▸ Extracted entries:
***
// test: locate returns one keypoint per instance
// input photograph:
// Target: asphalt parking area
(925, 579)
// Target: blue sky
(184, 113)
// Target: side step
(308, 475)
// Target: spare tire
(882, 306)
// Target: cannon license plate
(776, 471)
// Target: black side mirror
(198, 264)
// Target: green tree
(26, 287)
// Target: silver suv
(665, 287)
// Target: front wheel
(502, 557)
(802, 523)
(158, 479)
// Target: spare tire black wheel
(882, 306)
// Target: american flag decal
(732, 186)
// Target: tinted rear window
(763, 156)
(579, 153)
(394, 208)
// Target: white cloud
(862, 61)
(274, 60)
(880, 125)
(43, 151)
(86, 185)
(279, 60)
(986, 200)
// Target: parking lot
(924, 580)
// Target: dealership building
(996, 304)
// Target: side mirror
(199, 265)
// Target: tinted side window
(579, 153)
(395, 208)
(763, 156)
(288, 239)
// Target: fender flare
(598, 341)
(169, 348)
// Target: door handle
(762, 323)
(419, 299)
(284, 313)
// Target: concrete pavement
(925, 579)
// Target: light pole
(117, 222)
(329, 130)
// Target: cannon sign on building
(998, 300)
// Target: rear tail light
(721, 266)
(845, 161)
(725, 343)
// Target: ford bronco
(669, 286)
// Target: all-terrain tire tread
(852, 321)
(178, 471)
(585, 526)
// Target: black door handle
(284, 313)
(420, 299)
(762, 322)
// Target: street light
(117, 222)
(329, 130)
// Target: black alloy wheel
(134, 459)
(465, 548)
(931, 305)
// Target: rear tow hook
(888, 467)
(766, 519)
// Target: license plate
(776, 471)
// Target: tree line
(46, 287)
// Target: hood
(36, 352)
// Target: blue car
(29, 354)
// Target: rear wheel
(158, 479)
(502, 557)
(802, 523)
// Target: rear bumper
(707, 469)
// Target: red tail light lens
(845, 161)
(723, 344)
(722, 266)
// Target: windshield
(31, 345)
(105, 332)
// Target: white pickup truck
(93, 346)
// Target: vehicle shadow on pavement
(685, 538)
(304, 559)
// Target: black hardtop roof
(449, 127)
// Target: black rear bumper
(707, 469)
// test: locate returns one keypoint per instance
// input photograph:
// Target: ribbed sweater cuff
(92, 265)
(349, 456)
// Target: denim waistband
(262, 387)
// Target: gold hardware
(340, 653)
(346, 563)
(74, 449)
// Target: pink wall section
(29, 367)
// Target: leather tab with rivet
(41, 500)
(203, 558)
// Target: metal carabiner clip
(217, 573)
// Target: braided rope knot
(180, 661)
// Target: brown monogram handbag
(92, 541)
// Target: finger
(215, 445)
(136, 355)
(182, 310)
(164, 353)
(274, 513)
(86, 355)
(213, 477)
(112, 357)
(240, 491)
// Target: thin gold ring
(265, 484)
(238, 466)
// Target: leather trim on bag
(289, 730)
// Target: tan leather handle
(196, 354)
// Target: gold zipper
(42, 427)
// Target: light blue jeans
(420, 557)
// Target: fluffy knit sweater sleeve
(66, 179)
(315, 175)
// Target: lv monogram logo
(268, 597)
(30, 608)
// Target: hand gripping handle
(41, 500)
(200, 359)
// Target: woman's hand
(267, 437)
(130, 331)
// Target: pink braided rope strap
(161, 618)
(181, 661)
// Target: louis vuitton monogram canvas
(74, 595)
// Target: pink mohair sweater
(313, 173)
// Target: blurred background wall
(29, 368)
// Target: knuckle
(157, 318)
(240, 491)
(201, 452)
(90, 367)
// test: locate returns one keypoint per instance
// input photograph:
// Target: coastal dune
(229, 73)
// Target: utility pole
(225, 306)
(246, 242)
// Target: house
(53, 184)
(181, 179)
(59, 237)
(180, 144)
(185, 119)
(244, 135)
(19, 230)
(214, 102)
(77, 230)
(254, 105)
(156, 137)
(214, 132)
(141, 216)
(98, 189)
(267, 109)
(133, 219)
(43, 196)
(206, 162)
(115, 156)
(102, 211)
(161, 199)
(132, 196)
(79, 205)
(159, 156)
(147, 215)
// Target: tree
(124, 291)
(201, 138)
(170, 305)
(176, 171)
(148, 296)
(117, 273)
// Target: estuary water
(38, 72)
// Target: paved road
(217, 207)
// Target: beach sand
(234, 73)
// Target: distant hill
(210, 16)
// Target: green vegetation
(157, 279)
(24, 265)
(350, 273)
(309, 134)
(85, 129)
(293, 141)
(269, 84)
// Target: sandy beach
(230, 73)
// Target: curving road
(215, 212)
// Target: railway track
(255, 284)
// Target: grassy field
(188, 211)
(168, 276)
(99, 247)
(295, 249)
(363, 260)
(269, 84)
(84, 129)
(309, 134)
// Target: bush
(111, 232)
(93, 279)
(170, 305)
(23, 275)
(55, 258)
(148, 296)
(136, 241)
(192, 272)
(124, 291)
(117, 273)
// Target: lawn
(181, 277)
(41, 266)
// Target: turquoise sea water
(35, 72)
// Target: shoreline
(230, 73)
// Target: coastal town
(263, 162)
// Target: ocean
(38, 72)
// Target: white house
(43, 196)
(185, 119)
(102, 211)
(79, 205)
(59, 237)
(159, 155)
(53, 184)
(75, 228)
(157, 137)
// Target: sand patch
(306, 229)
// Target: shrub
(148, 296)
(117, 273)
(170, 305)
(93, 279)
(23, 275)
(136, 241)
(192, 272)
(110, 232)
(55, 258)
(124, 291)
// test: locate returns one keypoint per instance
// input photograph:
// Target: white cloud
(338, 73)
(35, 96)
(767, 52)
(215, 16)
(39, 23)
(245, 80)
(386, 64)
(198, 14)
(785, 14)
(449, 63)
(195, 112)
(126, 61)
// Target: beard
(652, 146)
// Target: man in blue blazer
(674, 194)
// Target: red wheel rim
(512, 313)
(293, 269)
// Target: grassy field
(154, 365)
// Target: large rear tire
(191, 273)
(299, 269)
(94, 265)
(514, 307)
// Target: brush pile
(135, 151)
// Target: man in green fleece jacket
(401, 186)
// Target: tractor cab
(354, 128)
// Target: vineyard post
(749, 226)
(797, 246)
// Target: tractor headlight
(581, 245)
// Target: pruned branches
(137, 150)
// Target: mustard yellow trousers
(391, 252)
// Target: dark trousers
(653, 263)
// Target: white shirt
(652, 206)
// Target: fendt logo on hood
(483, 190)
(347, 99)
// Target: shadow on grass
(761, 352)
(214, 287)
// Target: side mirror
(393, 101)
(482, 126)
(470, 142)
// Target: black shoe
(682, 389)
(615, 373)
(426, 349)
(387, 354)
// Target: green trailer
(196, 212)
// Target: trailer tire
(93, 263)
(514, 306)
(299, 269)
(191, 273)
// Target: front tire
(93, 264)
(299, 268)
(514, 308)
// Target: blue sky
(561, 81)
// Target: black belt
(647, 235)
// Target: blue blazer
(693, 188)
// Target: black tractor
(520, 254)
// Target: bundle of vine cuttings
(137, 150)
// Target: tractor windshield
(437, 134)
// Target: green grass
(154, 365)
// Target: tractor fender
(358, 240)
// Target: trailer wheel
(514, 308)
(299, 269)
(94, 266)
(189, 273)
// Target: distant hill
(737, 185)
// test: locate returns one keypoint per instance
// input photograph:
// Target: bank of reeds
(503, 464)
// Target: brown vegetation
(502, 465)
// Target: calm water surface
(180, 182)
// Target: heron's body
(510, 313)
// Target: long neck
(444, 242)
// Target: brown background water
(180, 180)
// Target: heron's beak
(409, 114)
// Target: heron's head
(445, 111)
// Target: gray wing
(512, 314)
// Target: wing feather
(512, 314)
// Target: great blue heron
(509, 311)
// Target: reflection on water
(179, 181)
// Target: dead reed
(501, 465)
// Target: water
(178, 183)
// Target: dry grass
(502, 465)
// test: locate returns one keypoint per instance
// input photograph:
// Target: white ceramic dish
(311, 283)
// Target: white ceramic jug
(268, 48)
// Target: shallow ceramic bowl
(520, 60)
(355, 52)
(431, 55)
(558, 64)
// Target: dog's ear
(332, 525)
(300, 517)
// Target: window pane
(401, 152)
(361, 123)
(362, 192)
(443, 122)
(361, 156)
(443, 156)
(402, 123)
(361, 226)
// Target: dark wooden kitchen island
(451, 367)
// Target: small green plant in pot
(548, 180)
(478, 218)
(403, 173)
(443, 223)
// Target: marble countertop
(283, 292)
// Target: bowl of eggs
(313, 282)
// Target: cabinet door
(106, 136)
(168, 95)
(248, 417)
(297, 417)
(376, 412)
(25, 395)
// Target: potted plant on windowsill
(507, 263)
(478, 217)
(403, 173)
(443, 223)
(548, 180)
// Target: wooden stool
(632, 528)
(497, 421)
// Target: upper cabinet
***
▸ What this task involves: Rewrite the lines starting at the line that contains "Target: cabinet door" and ending at the last line of the records as a Markdown table with the columns Row and Line, giving each line a row number and leaving out blank lines.

▸ Worked answer:
| Row | Line |
|---|---|
| 1 | // Target: cabinet door |
| 2 | (106, 136) |
| 3 | (168, 95) |
| 4 | (248, 417) |
| 5 | (297, 417) |
| 6 | (376, 412) |
| 7 | (25, 395) |
| 8 | // Target: potted plant on windowsill |
| 9 | (507, 263) |
| 10 | (478, 217) |
| 11 | (403, 173) |
| 12 | (443, 223) |
| 13 | (548, 180) |
| 14 | // Target: wooden stool |
| 15 | (632, 528) |
| 16 | (497, 421) |
| 17 | // Target: upper cabinet |